Çocukluğumun geçtiği 80’lerin o dönem Ankara’sında en net hatırladığım gıda firmalarından biri bizim eve yaklaşık 300 metre uzaklıktaki baba dostu ‘Abdurrahman Tatlıcı’ olmuştur. Uzun zaman sonra bir gıda fuarı münasebetiyle Abdurrahman Tatlıcı standına uğradığımda, şimdiki yönetiminde olan Abdurrahman Bey’le tanışarak babamı ve o dönem Ankara’sını konuştuk.
1978 yılında, henüz 12-13 yaşlarında, ilkokulu yeni bitirmiş biri olarak, zorunlu gelişimizle başlayan bir Ankara hikâyesinden size bahsetmek istiyorum. O dönemi bilen varsa, çok da sakin bir il sayılmazdı Ankara. Bu hikâyenin ana kahramanı,40 yaşlarında ve 8 çocuk sahibi olan rahmetli babam, o dönem Ankara Dil Tarih Coğrafya Fakültesi’ni kazanıyor. İşte babamın üniversiteyi kazanmasıyla başlayan ve 8 kardeşle birlikte ailecek Ankara’ya zorunlu bir şekilde gelişimizle devam eden bir hikâye bu. Elbette çok memnun değildik bu gelişimizden. O dönemin Ankara’sı hem çok tanımadığımız bir il hem de bizim geldiğimiz güneydoğunun ikliminden çok farklı bir yer.
Bu gelişimiz bizim için doğup büyüdüğümüz topraklardan zorunlu bir ayrılış olduğundan, adaptasyon sorunu da yaşamıyor değildik. Memuriyetini de Ankara’ya taşıyan babam bir memur maaşıyla kocaman 10 kişilik bir aileyi geçindirmeye çalışıyordu. Bir seneyi geçmeden de bu sayı 11 oldu ve biz 9 kardeş olarak Ankara’nın zorlu şartlarında yaşamaya çalışıyorduk. Babamın maaşı ancak evin kirasına yetiyordu. Rahmetli babam anlatmıştı, oturduğumuz binanın girişinde ticaret yapan ev sahibi bir gün babama,“yahu hocam sen ne kadar maaş alıyorsun” dediğinde ise babam bordrosunu göstererek maaşının sadece kiraya yettiğini söylemiş ve Allah rahmet eylesin Agâh Amca da çok üzülmüştü. Rahmetli babamın o bölgede çok tanıyanı ve seveni vardı. İşte o dönem bu zorlu şartlar altında hatırladığım en güzel şeylerden biri, babamın dostlarından ve yakınımızda olan, tahini ve helvasıyla meşhur ‘Abdurrahman Tatlıcı’ idi.

*Seçilmiş kayıtlar*:

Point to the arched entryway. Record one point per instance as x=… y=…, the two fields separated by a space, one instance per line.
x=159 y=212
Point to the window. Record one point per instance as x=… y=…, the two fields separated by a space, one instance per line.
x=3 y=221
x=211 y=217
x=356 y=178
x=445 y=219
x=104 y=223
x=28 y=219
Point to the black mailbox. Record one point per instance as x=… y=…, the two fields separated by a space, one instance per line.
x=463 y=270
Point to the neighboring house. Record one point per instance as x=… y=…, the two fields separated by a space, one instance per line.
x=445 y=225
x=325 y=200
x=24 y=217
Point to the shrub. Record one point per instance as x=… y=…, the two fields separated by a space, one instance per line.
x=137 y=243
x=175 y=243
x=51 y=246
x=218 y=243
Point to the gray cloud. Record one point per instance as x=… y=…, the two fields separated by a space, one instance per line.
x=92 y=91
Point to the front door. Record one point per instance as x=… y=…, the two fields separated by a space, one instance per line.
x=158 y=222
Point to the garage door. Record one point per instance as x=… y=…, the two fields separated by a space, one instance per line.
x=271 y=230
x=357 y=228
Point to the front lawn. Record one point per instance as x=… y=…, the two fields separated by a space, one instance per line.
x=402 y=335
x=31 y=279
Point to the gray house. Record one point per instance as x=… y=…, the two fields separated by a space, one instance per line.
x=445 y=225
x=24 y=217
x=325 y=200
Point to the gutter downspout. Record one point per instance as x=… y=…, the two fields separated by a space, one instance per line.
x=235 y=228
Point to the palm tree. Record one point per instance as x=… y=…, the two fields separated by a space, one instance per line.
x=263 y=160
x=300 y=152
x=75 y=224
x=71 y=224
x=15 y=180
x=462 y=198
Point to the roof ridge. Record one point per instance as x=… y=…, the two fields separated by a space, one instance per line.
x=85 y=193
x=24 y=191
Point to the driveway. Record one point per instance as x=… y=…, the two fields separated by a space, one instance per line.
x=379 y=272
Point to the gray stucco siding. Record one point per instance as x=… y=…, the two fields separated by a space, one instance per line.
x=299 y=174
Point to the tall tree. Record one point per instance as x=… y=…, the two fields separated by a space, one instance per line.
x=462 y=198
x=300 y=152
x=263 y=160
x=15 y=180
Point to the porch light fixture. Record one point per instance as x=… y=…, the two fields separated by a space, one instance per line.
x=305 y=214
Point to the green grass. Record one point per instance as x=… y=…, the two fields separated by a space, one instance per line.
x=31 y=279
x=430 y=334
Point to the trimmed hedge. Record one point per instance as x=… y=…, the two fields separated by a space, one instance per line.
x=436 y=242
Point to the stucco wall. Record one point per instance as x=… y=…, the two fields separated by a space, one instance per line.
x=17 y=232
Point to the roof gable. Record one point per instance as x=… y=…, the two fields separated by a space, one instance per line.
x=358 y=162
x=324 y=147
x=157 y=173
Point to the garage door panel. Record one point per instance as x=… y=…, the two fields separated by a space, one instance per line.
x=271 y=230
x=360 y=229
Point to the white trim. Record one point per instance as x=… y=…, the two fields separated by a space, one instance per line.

*Yönerge ve koşullar*: Ankara hatırası metninin "Çocukluğumun geçtiği 80’lerin" sözcüklerini içeren yerle başlayıp "dönem Ankara’sını konuştuk." ile biten bölümünü, "gıda" ifadesini "yiyecek" olarak değiştirerek yeniden yaz.

*Çözüm*:
Çocukluğumun geçtiği 80’lerin o dönem Ankara’sında en net hatırladığım yiyecek firmalarından biri bizim eve yaklaşık 300 metre uzaklıktaki baba dostu ‘Abdurrahman Tatlıcı’ olmuştur. Uzun zaman sonra bir yiyecek fuarı münasebetiyle Abdurrahman Tatlıcı standına uğradığımda, şimdiki yönetiminde olan Abdurrahman Bey’le tanışarak babamı ve o dönem Ankara’sını konuştuk.